* GOAL OF THE EXERCISE
Return, word for word, only the lines from the one containing "Category: black nose" through the last line of the entries.

* RECORDS SUPPLIED
— START —
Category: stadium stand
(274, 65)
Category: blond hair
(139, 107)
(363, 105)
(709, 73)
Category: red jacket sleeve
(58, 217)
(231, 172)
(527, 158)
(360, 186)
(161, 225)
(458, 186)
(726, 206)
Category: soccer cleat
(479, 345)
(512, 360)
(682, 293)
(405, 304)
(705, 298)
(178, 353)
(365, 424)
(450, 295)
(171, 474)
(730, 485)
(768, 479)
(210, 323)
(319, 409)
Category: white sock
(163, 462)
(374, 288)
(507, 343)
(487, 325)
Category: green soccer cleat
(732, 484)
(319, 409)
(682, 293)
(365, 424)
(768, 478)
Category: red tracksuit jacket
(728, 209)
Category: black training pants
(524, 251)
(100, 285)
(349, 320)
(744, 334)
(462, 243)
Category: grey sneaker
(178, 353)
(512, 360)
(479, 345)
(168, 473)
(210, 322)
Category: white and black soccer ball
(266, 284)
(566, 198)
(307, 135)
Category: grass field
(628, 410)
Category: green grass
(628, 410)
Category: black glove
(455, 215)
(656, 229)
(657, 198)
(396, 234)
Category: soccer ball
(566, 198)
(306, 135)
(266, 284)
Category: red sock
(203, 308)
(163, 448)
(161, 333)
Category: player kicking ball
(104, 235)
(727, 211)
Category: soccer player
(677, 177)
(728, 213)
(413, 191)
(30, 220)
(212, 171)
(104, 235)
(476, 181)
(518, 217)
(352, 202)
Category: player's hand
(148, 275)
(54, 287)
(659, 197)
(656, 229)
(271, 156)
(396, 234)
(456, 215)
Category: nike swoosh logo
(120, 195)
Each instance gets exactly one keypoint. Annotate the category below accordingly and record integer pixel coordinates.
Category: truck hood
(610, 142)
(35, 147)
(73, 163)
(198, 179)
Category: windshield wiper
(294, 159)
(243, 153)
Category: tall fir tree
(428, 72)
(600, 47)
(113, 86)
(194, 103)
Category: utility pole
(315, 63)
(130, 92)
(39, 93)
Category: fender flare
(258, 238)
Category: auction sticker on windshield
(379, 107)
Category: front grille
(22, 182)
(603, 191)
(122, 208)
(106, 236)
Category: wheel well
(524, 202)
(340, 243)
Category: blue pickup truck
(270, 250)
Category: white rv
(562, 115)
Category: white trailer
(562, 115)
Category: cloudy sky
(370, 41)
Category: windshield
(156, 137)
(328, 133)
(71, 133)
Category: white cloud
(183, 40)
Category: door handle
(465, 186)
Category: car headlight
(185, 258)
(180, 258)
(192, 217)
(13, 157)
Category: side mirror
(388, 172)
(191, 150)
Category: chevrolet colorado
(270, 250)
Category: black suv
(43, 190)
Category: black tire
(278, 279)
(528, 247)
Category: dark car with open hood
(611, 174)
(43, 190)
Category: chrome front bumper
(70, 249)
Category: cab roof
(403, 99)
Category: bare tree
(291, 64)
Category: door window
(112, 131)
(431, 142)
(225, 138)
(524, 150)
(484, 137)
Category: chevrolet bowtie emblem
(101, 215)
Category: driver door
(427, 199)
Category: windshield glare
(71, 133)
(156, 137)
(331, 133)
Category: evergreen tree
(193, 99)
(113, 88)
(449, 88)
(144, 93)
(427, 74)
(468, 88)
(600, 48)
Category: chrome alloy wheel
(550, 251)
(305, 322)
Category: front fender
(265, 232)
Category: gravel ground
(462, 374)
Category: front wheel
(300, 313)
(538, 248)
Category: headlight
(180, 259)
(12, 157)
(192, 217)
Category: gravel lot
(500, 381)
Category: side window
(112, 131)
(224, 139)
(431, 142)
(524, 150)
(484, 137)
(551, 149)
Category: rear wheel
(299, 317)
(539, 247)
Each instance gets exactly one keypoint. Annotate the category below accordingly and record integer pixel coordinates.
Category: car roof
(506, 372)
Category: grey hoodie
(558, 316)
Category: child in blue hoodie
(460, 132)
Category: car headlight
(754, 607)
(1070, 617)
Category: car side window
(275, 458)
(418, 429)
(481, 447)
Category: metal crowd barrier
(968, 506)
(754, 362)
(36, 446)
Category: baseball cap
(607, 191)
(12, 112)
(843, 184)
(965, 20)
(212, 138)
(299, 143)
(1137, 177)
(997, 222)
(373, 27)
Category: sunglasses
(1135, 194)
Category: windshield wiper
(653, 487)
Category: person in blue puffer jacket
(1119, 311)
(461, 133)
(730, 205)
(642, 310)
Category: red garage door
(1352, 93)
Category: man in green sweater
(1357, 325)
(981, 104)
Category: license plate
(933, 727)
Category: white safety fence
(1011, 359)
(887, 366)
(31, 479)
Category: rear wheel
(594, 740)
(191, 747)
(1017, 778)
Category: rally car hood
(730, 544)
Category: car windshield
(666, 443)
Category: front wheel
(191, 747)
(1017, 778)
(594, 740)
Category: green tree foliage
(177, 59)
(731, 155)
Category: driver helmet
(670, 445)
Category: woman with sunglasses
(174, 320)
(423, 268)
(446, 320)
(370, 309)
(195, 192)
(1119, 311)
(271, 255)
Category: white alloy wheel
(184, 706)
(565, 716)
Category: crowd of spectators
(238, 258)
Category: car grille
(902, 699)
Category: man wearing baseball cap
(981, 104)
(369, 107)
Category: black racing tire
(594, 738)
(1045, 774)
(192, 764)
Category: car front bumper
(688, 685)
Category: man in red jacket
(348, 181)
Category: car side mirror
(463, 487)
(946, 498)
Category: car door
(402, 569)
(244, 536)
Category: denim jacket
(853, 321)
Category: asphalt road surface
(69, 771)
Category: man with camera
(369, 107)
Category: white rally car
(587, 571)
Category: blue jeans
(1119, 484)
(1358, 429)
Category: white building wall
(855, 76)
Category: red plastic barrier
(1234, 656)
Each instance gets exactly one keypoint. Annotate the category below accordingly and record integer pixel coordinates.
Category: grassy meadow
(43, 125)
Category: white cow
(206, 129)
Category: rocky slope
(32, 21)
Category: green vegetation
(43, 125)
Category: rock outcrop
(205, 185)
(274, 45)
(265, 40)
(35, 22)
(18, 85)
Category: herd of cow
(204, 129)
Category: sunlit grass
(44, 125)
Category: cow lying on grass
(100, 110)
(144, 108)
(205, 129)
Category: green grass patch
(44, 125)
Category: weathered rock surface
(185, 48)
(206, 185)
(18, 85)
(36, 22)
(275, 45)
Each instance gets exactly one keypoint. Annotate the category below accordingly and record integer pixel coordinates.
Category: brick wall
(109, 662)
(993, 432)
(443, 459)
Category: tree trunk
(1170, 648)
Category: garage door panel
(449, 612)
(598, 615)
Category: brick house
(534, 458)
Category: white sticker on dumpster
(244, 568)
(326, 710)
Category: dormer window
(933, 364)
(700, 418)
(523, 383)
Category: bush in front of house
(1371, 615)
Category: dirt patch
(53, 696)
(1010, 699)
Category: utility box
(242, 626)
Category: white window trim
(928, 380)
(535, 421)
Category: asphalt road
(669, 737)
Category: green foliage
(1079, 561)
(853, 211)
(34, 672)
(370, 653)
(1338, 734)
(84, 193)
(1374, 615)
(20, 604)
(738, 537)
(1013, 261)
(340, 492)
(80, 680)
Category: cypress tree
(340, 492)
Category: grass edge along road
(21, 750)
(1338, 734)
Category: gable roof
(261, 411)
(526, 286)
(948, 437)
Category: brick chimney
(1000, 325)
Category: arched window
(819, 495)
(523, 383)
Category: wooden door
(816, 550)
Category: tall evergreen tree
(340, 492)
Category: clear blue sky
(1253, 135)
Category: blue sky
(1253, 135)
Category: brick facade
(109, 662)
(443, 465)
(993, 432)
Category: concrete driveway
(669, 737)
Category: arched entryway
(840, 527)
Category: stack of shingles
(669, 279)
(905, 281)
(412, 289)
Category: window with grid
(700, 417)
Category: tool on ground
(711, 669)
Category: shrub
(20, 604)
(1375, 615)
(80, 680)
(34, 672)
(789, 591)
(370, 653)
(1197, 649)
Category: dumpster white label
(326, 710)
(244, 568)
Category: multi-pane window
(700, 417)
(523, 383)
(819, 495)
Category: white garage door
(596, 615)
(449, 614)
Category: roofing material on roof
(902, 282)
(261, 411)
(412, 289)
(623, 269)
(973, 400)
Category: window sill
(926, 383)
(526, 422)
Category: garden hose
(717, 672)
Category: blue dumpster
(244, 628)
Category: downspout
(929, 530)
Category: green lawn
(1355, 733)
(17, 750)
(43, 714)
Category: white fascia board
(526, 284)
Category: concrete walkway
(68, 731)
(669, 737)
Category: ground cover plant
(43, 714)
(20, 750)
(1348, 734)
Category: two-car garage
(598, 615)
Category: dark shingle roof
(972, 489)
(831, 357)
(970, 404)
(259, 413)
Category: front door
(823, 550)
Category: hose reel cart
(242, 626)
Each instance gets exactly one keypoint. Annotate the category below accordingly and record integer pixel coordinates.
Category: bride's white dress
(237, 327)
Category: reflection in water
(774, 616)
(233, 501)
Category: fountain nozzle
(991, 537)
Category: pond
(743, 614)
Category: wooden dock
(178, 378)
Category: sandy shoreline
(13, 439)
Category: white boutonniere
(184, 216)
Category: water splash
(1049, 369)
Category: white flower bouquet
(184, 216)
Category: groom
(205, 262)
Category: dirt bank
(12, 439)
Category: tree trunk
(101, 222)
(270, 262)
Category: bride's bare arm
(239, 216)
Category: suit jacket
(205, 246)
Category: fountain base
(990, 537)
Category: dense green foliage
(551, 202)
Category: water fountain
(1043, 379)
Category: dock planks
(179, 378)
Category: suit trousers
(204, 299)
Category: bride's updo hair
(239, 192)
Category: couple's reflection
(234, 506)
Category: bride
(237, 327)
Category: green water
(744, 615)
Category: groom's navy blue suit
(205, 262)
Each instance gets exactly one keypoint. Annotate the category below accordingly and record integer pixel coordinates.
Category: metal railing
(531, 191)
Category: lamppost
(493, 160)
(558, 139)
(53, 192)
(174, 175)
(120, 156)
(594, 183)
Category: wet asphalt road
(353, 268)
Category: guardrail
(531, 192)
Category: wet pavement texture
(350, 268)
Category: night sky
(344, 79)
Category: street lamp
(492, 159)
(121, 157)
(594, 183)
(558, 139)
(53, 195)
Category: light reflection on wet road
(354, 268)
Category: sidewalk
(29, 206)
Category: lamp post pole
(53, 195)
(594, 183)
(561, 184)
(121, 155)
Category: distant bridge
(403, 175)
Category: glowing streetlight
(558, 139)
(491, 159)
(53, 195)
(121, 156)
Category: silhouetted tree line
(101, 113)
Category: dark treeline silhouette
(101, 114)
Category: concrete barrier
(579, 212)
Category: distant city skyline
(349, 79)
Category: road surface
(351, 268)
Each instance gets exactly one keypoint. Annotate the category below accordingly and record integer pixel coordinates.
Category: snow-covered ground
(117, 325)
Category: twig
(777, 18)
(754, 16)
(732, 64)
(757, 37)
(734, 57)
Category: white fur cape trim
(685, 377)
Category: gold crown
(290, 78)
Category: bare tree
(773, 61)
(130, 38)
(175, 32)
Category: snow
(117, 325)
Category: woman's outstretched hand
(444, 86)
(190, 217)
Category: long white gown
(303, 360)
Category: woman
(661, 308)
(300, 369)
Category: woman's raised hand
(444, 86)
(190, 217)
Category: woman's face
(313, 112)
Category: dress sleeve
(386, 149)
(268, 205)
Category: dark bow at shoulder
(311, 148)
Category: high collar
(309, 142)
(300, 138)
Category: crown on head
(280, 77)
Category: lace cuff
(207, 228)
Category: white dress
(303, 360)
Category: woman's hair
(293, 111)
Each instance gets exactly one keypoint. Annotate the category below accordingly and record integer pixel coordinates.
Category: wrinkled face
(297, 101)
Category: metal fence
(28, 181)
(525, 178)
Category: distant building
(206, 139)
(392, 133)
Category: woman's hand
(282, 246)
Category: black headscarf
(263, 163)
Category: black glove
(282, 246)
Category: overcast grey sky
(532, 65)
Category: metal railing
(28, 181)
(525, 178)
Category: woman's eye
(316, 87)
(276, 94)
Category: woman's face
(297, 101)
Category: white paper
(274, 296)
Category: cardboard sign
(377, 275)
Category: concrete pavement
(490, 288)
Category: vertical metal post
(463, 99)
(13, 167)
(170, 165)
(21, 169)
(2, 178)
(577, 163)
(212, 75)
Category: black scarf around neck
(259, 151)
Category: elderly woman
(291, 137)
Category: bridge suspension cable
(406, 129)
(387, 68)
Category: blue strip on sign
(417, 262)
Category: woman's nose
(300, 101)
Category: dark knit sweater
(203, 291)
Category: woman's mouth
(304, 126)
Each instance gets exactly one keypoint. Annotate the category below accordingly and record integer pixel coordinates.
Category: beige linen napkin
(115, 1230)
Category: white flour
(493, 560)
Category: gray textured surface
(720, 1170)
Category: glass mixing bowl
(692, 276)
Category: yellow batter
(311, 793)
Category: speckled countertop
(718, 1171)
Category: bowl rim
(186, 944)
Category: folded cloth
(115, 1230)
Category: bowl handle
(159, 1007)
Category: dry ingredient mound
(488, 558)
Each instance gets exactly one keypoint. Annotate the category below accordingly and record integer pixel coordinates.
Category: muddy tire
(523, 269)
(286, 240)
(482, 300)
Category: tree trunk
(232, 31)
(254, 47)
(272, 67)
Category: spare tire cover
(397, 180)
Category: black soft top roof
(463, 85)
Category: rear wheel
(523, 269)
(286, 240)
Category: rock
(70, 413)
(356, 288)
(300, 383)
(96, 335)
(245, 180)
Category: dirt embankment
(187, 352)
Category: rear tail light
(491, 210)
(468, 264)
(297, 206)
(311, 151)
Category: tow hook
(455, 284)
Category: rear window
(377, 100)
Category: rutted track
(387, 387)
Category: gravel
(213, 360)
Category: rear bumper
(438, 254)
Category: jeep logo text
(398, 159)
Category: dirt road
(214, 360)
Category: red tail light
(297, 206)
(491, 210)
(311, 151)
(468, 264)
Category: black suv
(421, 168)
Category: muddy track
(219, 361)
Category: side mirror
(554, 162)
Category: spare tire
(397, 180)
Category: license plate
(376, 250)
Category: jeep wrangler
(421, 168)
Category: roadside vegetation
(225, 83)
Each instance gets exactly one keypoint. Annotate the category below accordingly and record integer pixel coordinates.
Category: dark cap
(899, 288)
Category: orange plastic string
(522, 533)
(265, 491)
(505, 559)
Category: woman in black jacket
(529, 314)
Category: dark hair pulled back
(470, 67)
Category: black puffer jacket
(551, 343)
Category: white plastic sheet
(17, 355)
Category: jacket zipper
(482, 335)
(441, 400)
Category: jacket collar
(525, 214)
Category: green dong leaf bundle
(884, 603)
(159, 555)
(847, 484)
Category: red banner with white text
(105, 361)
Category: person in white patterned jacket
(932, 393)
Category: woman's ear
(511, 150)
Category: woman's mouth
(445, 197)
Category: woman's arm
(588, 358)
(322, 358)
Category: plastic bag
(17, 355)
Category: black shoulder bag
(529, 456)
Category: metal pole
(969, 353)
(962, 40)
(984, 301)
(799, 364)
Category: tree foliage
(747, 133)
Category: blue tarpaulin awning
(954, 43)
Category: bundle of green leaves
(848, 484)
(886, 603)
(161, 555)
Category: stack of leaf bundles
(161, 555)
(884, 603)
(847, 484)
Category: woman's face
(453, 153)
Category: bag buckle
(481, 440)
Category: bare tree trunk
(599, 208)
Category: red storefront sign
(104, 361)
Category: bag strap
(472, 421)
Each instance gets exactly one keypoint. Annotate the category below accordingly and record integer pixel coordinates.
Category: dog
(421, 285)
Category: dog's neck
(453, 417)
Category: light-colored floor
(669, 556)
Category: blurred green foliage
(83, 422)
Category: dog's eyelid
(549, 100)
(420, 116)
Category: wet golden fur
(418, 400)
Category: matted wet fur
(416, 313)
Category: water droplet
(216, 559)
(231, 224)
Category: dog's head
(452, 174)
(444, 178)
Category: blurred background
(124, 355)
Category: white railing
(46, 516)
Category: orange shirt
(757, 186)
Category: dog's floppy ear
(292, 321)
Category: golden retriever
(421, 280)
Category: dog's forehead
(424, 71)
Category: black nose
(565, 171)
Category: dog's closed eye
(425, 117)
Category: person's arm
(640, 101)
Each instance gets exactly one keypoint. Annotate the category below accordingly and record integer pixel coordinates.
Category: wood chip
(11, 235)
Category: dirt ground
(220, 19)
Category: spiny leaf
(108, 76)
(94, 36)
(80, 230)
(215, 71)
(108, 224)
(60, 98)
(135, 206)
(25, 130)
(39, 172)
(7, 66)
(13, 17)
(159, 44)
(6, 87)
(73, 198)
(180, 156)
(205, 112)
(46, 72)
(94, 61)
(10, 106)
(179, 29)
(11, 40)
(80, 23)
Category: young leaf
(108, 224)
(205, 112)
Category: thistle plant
— END —
* WRITTEN ANSWER
Category: black nose
(565, 171)
Category: dog's closed eye
(425, 117)
Category: person's arm
(640, 101)
Each instance gets exactly one keypoint. Annotate the category below accordingly and record integer pixel coordinates.
Category: wood chip
(11, 235)
Category: dirt ground
(220, 19)
Category: spiny leaf
(108, 76)
(94, 36)
(80, 230)
(215, 71)
(108, 224)
(60, 98)
(135, 206)
(25, 130)
(39, 172)
(7, 66)
(13, 17)
(159, 44)
(6, 87)
(73, 198)
(180, 156)
(205, 112)
(46, 72)
(94, 61)
(10, 106)
(179, 29)
(11, 40)
(80, 23)
Category: young leaf
(108, 224)
(205, 112)
Category: thistle plant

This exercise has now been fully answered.